» Instruction 1: In the news transcript, what does Elie Honig call the easy way to cooperate with prosecutors?

» Extract provided:
((

BERMAN: Is it possible that she could be asked to testify in a trial?
REID: It's certainly possible. We know she was interviewed multiple times by special counsel investigators and we know during those interviews, she was asked if she was ever shown this map or other documents related to for example, General Mark Milley. But what we don't know is how she answered those questions.
It is unclear if they learned about this incident from her or some other way, either other evidence or another witness. So certainly possible she could testify at a trial, but unclear exactly what her story would be.
BERMAN: All right, you also have some new reporting on the Mar-a-Lago grand jury that it's still active. What more can you tell us about that?
REID: That's right. It is alive. Our colleague, Katelyn Polantz reports that they are still working down in Florida, inquiring after witnesses and investigating.
Now, it is not unheard of for a grand jury to continue its work even after an initial set of charges has been brought. We know from our team's reporting that there were a lot of loose ends, things that we knew investigators were asking about, but that didn't show up in the indictment.
For example, questions about possible gaps in surveillance footage. Also a lot of outstanding questions about these classified documents when they were up in Bedminster, New Jersey.
So at this point, it's unclear if this grand jury will bring any additional charges either against other people or against the former president or whatnot through a superseding indictment, but they're still at it.
BERMAN: All right. Paula Reid, thank you very much.
Back now, Kaitlan Collins and joining us, CNN senior legal analyst, Elie Honig.
Guys, first of all, a lot of new information all at once. Can you just comment, Elie on Kaitlan's reporting here? There is someone now working as a cooperating witness, which is a term I know, you know, in the January 6 case. What does that tell you? Is that indicative of how serious they are?
ELIE HONIG, CNN SENIOR LEGAL ANALYST: It is, and a couple things jump out to me about the recording. First of all, there's a hard way to cooperate and an easy way.
The hard way is you get forced into the grand jury. This is the easy way. This is what we call a proffer agreement, meaning you're going to agree to meet with prosecutors and FBI agents in a conference room, you have to tell them the truth.
The only thing you can be prosecuted for is if you commit perjury. The other thing that jumps out to me is this focus on the fake electors scheme, because when we talk about an investigation for January 6, that's kind of daunting, right? You're talking about a very broad scope of conduct. Some of it could get into First Amendment issues. Was the president engaged in political rhetoric?
But the fake electoral scheme to me is the cleanest shot that prosecutors have. The argument really would be fraud, essentially. You are committing a fraud by saying these people were the electorate.
So I think it moves the ball forward on those two counts.
BERMAN: All right, moving on to the Susie Wiles issue, and Kaitlan, I just want our viewers to understand who she is and how important she is politically in this campaign? COLLINS: Well, she might be important to you because she is Pat Summerall's daughter.
BERMAN: Well, there is that, too. Pat Summerall, the famous football player and football commentator.
COLLINS: Yes. She is someone -- she is a huge political figure in Florida. She helped Trump and his past victories there in the state. She actually was someone who used to be pretty close to Governor DeSantis, but they had quite a falling out and now, she is working for Trump and for his campaign.
She is effectively running it. Her title, she is a senior adviser, but she's very close.

))

» Extracted entries:
((

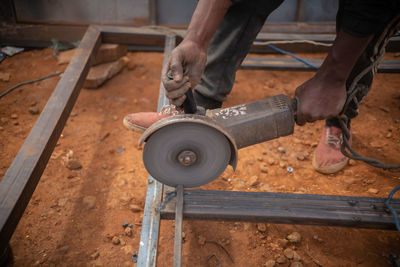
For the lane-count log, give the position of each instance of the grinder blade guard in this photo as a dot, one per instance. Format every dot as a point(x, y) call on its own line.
point(192, 150)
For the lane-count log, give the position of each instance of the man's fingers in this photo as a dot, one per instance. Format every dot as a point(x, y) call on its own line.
point(171, 85)
point(178, 92)
point(178, 101)
point(176, 67)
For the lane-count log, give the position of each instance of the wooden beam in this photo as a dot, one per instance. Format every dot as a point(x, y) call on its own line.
point(360, 212)
point(21, 178)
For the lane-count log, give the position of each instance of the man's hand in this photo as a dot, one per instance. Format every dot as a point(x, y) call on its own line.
point(185, 65)
point(319, 98)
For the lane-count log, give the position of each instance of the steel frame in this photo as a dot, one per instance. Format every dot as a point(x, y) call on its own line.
point(20, 180)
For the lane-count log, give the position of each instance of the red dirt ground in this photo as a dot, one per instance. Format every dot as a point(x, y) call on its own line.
point(60, 228)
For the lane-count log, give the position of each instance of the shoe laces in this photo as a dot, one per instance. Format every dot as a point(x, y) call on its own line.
point(333, 140)
point(169, 110)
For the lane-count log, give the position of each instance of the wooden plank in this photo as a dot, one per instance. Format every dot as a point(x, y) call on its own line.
point(291, 64)
point(348, 211)
point(21, 178)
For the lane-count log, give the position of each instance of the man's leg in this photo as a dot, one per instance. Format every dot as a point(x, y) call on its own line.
point(226, 51)
point(328, 157)
point(229, 47)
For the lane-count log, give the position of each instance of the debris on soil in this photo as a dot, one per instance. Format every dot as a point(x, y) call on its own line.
point(73, 164)
point(253, 181)
point(373, 191)
point(270, 263)
point(289, 253)
point(135, 208)
point(95, 255)
point(89, 202)
point(294, 237)
point(34, 110)
point(281, 259)
point(115, 240)
point(201, 240)
point(296, 264)
point(4, 76)
point(261, 227)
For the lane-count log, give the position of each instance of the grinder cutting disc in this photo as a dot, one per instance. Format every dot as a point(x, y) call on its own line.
point(186, 153)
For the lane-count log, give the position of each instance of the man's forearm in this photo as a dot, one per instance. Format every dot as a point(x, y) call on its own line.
point(205, 20)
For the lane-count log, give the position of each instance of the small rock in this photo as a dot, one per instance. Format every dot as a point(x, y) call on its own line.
point(34, 110)
point(261, 227)
point(296, 256)
point(349, 180)
point(289, 253)
point(128, 231)
point(296, 264)
point(282, 242)
point(201, 240)
point(62, 201)
point(281, 150)
point(270, 263)
point(127, 249)
point(352, 162)
point(89, 202)
point(95, 255)
point(4, 76)
point(373, 191)
point(294, 237)
point(300, 156)
point(281, 259)
point(253, 181)
point(73, 164)
point(135, 208)
point(115, 240)
point(264, 168)
point(64, 249)
point(385, 109)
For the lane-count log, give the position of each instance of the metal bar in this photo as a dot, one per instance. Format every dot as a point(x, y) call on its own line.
point(19, 183)
point(348, 211)
point(153, 12)
point(178, 227)
point(151, 215)
point(290, 64)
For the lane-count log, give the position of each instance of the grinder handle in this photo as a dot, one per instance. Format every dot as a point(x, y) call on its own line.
point(189, 105)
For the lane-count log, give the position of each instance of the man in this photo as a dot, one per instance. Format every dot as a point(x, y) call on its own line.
point(220, 35)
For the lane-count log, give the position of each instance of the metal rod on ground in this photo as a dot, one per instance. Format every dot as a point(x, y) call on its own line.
point(178, 227)
point(151, 216)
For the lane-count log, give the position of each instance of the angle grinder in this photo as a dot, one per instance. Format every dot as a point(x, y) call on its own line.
point(194, 148)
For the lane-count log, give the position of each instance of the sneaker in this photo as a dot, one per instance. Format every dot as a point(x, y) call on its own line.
point(328, 157)
point(139, 122)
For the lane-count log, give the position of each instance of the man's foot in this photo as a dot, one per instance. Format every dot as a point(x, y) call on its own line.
point(139, 122)
point(328, 158)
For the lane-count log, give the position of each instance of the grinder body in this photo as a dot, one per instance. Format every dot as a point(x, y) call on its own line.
point(194, 149)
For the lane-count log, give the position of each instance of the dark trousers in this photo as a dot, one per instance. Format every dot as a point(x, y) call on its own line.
point(239, 28)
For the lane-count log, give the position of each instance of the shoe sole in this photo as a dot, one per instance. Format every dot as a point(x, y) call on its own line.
point(329, 169)
point(133, 127)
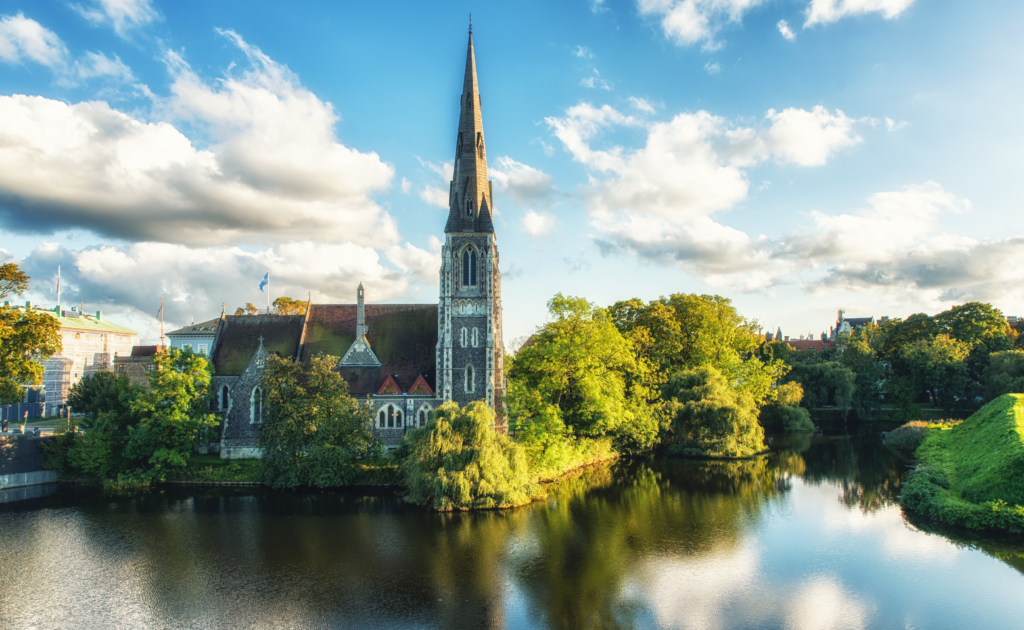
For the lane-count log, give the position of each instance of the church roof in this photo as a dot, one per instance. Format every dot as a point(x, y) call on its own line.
point(241, 335)
point(402, 336)
point(471, 192)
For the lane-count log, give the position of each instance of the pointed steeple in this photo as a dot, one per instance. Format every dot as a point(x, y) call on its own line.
point(469, 199)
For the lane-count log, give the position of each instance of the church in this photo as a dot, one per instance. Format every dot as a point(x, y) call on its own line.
point(401, 360)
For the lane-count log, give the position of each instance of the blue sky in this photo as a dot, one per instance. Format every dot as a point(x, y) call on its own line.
point(796, 156)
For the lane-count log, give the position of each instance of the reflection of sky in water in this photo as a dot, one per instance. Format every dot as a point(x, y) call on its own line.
point(668, 545)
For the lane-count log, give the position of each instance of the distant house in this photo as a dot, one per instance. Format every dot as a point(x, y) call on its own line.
point(89, 344)
point(198, 337)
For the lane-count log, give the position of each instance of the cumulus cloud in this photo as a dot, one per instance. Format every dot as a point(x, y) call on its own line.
point(538, 223)
point(691, 22)
point(825, 11)
point(122, 15)
point(641, 105)
point(522, 182)
point(23, 39)
point(273, 165)
point(127, 282)
point(786, 32)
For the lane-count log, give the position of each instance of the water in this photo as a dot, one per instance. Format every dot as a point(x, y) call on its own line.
point(808, 538)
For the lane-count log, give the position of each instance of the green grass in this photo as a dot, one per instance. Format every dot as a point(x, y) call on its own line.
point(972, 474)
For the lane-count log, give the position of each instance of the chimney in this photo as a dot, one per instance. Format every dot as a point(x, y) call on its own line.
point(360, 330)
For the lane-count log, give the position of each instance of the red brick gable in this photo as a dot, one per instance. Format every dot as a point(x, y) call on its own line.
point(421, 388)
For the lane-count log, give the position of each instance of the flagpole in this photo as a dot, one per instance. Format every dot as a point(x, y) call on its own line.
point(162, 344)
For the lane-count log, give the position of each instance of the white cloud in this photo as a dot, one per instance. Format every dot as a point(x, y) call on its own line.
point(434, 196)
point(786, 32)
point(126, 282)
point(691, 22)
point(24, 39)
point(825, 11)
point(892, 125)
point(122, 15)
point(596, 82)
point(274, 168)
point(418, 263)
point(524, 183)
point(538, 223)
point(98, 65)
point(641, 105)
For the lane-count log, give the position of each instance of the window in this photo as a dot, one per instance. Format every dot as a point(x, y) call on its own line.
point(257, 407)
point(389, 418)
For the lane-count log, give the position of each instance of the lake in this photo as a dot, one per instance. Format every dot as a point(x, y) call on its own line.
point(809, 537)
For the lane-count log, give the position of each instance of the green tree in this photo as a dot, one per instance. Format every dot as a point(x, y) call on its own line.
point(459, 462)
point(582, 377)
point(28, 337)
point(710, 418)
point(312, 431)
point(1005, 374)
point(171, 418)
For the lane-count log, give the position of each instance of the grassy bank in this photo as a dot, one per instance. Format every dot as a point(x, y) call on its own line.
point(972, 474)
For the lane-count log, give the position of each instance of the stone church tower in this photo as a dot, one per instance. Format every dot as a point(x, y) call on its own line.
point(470, 352)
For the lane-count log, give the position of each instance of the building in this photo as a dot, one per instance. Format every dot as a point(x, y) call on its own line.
point(401, 360)
point(197, 337)
point(89, 344)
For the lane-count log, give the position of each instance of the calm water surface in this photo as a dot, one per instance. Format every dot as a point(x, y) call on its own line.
point(808, 538)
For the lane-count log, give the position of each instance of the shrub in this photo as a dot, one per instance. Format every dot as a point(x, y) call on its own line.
point(459, 462)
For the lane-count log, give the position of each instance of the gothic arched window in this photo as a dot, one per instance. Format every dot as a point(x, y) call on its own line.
point(256, 409)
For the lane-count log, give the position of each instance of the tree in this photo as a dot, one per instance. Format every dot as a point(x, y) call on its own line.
point(1005, 374)
point(286, 305)
point(459, 462)
point(171, 418)
point(28, 337)
point(312, 430)
point(582, 367)
point(710, 418)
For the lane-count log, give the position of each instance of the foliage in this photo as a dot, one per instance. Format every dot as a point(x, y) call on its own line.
point(973, 474)
point(286, 305)
point(825, 383)
point(312, 430)
point(28, 337)
point(710, 418)
point(459, 462)
point(171, 418)
point(1005, 373)
point(582, 377)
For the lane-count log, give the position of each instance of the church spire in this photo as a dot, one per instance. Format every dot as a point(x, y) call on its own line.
point(469, 198)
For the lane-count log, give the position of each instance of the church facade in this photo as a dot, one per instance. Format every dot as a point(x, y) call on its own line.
point(400, 360)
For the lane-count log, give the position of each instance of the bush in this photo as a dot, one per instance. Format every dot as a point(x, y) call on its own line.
point(459, 462)
point(710, 417)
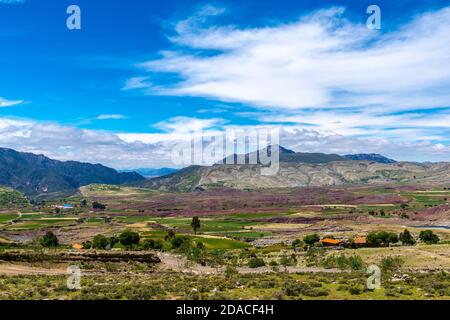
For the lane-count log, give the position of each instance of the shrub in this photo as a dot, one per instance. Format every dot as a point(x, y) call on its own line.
point(128, 238)
point(100, 242)
point(381, 238)
point(428, 236)
point(195, 224)
point(49, 240)
point(177, 242)
point(98, 206)
point(297, 243)
point(311, 239)
point(406, 238)
point(148, 244)
point(256, 262)
point(391, 263)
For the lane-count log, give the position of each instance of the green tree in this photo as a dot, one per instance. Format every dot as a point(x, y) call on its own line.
point(381, 238)
point(128, 238)
point(148, 244)
point(287, 261)
point(406, 238)
point(428, 236)
point(98, 206)
point(311, 239)
point(256, 262)
point(170, 234)
point(195, 224)
point(297, 243)
point(49, 240)
point(100, 242)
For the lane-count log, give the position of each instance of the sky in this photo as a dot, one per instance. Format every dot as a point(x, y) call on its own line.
point(140, 76)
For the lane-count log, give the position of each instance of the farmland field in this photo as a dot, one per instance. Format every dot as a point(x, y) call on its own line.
point(255, 238)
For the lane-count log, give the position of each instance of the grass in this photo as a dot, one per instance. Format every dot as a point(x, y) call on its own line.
point(6, 217)
point(148, 286)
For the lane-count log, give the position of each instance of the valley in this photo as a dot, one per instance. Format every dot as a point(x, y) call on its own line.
point(252, 239)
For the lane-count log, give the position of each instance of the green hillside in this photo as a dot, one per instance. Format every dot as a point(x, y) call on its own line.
point(11, 198)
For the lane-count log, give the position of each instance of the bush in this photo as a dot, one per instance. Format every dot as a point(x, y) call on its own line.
point(49, 240)
point(311, 239)
point(177, 242)
point(297, 243)
point(391, 263)
point(381, 238)
point(100, 242)
point(128, 238)
point(98, 206)
point(256, 262)
point(148, 244)
point(428, 236)
point(406, 238)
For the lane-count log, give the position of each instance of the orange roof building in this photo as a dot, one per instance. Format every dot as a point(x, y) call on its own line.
point(360, 240)
point(330, 242)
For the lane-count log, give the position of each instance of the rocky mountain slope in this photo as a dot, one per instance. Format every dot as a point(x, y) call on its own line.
point(36, 174)
point(301, 174)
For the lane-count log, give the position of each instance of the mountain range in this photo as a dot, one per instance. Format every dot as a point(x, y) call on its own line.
point(39, 176)
point(36, 175)
point(152, 172)
point(303, 170)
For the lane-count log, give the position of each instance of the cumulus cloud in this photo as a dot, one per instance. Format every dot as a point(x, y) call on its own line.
point(321, 60)
point(9, 103)
point(136, 83)
point(110, 117)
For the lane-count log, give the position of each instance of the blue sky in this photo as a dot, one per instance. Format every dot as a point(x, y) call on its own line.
point(141, 74)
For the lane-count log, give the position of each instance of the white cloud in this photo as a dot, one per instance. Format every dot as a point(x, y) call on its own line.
point(12, 1)
point(186, 124)
point(322, 60)
point(136, 83)
point(111, 117)
point(9, 103)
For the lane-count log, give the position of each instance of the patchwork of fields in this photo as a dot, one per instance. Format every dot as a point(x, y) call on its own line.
point(236, 229)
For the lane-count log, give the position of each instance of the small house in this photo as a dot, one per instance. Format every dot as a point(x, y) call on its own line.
point(331, 242)
point(360, 241)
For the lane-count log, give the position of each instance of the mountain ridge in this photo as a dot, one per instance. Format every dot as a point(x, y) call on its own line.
point(35, 175)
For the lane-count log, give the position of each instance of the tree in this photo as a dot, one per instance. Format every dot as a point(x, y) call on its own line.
point(170, 234)
point(100, 242)
point(256, 262)
point(428, 236)
point(406, 238)
point(381, 238)
point(195, 224)
point(112, 241)
point(297, 243)
point(287, 261)
point(177, 242)
point(128, 238)
point(311, 239)
point(49, 240)
point(98, 206)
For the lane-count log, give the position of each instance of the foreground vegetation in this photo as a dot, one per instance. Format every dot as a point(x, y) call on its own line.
point(231, 286)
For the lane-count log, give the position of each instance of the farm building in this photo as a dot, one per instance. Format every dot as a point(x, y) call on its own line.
point(360, 241)
point(330, 242)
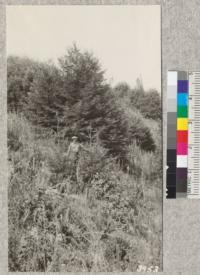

))

» Instruction 2: Convert the part of the records that opens with the line containing "of the valley" and closes with the line containing "point(11, 198)" into a Markdown table with the columns Row and Line. Number the rows from 1 and leave out blank lines.

» Expected output 1: A proffer agreement.

» Expected output 2:
| Row | Line |
|---|---|
| 1 | For the lane-count log, give the position of each instance of the valley in this photo as a dot, one per instance. Format every dot as a point(x, y) call on its own line. |
| 2 | point(252, 239) |
| 3 | For the lane-count log, give the position of each instance of the green hillside in this photo as a dot, one per instance. Format every dot as a point(x, y) call on its own line. |
| 4 | point(11, 198) |